_HOW TO COMPLETE THIS TASK:_
Return only this: the line with "point: the woman in this photo" and all the lines that follow it below, through the final one, exactly as they are.

-- Opening Marker --

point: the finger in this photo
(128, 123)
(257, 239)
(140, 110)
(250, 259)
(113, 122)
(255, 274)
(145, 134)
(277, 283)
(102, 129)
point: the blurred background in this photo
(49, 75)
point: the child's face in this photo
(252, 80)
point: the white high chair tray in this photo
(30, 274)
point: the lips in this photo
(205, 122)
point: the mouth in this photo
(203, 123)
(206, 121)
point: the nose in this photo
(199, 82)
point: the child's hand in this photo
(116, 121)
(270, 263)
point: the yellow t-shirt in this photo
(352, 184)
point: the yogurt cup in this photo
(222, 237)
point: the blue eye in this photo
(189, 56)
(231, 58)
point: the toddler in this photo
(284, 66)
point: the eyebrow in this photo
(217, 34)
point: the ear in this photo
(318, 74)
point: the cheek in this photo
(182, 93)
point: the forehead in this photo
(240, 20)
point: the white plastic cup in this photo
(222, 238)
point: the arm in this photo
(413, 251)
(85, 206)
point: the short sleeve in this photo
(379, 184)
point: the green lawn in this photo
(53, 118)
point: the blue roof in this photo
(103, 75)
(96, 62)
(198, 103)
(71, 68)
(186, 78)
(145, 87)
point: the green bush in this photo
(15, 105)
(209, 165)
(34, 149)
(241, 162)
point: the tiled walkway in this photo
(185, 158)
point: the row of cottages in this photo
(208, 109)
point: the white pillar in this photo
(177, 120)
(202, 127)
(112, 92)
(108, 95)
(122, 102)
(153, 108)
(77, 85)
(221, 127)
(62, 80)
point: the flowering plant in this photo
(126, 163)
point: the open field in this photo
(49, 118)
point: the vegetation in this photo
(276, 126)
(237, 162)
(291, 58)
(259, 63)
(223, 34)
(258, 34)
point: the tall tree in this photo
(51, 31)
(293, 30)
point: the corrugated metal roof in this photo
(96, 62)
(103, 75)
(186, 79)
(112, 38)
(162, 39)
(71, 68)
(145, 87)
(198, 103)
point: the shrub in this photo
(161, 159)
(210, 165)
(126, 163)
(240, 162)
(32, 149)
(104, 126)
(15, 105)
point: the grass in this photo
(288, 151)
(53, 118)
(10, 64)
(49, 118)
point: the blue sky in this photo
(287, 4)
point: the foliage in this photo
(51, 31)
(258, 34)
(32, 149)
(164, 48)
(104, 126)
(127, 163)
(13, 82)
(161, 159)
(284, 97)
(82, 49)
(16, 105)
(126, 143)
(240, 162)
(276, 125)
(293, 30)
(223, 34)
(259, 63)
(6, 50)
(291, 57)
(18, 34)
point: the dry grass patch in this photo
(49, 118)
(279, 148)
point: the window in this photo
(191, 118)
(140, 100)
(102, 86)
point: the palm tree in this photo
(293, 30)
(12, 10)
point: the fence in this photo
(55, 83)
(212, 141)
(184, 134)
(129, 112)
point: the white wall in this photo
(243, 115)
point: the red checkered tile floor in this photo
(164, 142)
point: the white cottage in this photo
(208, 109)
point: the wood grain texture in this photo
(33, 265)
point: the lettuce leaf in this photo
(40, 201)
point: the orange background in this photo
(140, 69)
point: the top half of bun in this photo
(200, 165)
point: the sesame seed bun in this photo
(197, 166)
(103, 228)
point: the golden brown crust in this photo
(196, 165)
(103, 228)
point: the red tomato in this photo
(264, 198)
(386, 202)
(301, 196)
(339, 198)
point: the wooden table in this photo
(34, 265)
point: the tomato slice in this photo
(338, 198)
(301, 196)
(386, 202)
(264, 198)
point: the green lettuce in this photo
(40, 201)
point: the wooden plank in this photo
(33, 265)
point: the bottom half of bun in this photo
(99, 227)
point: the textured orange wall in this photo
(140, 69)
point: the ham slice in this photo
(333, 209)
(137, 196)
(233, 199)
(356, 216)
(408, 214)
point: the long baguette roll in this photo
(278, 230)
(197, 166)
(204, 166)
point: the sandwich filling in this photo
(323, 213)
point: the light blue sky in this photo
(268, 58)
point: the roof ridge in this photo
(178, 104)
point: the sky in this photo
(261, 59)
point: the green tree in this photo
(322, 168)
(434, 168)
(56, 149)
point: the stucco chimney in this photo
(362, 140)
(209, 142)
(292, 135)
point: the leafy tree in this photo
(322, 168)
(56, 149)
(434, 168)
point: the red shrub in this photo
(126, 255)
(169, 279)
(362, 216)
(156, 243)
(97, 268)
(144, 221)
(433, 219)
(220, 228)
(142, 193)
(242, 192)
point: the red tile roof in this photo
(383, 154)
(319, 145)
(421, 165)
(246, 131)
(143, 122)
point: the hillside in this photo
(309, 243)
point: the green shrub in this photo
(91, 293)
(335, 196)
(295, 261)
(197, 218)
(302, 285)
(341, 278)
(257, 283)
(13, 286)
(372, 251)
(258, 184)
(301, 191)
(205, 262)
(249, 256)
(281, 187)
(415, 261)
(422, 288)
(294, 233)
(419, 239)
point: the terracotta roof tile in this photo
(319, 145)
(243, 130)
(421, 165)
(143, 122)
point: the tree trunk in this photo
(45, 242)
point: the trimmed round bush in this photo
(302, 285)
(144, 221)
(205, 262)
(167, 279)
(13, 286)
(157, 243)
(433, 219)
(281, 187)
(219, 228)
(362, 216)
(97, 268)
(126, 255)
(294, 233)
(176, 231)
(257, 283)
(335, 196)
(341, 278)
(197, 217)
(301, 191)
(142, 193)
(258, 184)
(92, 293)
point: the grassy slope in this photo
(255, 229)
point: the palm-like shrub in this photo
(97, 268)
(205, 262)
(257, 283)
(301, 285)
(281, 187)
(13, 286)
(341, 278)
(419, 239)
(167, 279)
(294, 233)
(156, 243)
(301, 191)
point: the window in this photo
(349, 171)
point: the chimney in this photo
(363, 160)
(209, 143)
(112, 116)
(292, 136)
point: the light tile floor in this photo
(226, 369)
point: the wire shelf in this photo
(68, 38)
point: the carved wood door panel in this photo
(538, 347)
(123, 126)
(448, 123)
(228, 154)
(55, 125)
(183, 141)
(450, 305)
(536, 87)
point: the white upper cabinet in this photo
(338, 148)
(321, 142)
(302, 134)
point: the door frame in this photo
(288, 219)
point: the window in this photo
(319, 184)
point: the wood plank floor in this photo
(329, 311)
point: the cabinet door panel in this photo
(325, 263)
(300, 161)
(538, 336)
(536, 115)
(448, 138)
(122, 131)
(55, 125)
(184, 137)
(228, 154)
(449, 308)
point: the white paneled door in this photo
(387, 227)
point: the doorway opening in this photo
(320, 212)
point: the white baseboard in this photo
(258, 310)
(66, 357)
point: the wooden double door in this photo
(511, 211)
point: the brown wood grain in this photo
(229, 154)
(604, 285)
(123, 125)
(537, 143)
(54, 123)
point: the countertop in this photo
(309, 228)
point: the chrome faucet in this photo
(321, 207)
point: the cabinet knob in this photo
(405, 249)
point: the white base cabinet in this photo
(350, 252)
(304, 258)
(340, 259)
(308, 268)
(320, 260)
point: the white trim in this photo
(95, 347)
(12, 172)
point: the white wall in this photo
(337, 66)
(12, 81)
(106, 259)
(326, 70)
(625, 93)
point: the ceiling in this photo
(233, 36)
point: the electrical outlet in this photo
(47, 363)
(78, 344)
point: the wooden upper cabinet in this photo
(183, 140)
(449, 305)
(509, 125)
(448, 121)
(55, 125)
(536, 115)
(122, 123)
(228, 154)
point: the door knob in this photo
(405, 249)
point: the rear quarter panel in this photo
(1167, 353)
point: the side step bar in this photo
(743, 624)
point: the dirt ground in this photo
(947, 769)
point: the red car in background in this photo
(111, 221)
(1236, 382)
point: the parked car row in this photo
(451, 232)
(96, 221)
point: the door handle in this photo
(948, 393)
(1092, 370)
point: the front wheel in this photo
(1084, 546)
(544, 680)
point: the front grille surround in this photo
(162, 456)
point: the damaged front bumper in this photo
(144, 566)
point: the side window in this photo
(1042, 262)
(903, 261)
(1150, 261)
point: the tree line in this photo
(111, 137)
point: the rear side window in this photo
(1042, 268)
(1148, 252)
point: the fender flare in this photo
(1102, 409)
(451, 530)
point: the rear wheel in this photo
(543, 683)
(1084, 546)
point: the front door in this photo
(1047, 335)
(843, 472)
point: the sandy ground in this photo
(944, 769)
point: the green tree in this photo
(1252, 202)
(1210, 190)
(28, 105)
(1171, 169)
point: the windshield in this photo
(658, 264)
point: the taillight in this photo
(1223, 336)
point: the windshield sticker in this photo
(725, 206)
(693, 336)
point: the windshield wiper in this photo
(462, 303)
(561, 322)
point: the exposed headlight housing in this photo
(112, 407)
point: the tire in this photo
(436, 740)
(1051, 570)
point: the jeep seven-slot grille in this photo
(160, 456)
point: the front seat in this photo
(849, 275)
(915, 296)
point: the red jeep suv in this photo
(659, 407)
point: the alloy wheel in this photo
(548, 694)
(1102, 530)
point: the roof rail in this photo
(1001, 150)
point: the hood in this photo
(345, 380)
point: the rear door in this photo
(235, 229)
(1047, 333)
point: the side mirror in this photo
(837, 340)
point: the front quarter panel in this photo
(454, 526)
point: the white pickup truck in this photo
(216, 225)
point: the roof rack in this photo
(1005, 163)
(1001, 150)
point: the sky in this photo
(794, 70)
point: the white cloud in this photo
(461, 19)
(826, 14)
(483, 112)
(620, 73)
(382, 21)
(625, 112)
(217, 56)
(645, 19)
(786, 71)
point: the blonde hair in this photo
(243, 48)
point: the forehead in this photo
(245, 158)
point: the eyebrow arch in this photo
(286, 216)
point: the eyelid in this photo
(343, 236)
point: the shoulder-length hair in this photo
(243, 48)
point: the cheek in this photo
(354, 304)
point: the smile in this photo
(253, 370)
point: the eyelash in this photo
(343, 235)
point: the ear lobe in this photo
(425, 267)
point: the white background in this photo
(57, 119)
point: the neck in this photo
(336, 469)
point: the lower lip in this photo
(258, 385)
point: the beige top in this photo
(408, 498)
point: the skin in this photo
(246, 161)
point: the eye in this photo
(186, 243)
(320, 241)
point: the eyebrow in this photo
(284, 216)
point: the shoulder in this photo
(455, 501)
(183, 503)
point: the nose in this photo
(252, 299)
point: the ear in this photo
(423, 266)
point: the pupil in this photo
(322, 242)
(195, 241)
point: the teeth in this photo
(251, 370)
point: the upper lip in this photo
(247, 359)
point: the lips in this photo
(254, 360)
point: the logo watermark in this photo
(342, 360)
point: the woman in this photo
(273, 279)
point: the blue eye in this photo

-- Closing Marker --

_SOLUTION TO THIS EXERCISE:_
point: the woman in this photo
(273, 279)
point: the blue eye in this photo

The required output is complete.